WHAT YOU ARE ASKED TO DO: In the records below, find each line that holds "bare" and return it.

── SUPPLIED ENTRIES

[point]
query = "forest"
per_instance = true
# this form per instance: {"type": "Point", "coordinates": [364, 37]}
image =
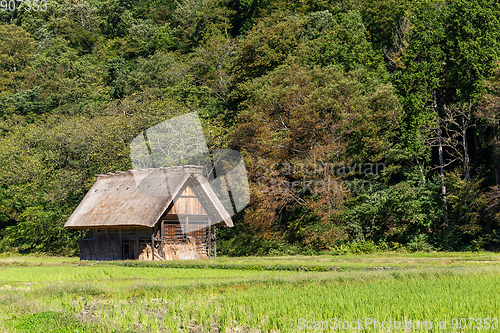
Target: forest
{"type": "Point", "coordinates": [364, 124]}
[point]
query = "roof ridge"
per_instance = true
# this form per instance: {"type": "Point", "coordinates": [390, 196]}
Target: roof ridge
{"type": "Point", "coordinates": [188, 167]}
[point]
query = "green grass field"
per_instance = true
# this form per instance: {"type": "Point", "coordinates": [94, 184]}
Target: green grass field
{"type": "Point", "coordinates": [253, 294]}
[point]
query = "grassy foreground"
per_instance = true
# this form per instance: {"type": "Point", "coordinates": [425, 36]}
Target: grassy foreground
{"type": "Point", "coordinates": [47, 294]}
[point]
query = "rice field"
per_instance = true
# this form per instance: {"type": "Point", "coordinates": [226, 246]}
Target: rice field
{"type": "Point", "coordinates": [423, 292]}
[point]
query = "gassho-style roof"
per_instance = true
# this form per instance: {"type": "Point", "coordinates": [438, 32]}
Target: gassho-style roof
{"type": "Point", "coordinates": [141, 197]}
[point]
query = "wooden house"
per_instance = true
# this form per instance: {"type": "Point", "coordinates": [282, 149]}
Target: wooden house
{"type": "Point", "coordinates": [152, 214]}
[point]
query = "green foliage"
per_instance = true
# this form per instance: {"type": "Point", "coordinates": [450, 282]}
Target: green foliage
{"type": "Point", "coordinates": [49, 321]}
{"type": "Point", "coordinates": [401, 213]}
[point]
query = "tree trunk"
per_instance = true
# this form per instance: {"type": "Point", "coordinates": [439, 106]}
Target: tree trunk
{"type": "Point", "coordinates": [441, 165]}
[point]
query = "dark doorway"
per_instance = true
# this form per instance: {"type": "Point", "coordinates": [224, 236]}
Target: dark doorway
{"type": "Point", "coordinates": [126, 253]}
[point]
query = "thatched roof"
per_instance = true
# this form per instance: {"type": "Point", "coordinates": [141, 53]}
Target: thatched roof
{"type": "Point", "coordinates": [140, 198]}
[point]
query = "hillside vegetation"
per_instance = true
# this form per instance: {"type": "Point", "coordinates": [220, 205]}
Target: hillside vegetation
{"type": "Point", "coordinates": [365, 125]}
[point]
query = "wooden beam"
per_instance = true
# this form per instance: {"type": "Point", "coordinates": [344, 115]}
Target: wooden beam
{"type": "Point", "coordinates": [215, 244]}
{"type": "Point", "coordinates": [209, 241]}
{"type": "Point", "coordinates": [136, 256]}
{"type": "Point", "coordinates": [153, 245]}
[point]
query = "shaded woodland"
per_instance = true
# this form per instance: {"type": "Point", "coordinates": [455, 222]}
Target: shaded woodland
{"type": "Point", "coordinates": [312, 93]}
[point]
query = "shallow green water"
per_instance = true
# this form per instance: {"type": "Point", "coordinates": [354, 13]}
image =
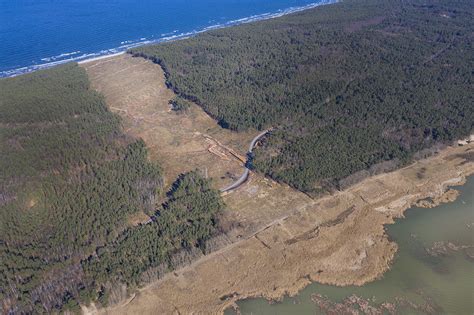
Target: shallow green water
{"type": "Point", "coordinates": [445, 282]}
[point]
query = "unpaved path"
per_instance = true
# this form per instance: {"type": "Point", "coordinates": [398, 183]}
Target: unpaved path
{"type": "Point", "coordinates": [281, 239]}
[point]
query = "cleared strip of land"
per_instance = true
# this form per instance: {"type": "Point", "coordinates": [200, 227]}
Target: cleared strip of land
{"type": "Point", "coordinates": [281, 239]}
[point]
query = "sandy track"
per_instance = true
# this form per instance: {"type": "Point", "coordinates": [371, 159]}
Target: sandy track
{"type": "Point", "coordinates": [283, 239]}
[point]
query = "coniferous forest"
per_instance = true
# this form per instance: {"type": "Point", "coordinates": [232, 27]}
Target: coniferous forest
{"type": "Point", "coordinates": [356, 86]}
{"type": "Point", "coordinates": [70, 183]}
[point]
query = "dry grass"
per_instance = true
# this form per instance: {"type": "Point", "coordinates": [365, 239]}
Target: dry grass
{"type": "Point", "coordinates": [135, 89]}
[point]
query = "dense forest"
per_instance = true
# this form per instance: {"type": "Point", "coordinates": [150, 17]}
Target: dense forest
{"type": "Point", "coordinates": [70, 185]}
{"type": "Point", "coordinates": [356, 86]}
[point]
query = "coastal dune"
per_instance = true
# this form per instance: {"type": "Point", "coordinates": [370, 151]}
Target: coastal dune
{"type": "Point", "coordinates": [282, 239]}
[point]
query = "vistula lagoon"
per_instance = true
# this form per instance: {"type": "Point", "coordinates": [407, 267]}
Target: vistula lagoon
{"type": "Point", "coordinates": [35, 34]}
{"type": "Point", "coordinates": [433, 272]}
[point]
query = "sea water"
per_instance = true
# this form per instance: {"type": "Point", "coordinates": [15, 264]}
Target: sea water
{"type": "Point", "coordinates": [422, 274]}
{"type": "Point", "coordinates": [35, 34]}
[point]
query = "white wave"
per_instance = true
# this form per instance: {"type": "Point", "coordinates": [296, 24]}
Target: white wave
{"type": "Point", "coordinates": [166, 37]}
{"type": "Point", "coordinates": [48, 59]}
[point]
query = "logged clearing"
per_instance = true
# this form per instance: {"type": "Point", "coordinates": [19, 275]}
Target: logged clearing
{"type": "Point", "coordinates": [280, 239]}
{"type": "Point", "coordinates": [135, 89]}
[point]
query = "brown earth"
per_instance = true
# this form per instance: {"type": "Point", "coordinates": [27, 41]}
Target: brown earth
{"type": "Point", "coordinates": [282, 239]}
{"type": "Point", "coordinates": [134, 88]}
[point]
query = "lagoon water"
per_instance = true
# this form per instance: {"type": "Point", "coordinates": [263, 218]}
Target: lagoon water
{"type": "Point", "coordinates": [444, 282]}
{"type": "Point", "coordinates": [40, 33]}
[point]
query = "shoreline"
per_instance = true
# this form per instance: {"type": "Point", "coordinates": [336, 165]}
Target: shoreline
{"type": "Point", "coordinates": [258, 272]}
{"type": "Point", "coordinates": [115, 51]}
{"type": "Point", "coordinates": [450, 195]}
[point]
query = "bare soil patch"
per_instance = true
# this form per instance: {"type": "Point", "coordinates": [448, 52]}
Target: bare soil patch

────

COMPLETED EXERCISE:
query = "bare soil patch"
Target: bare soil patch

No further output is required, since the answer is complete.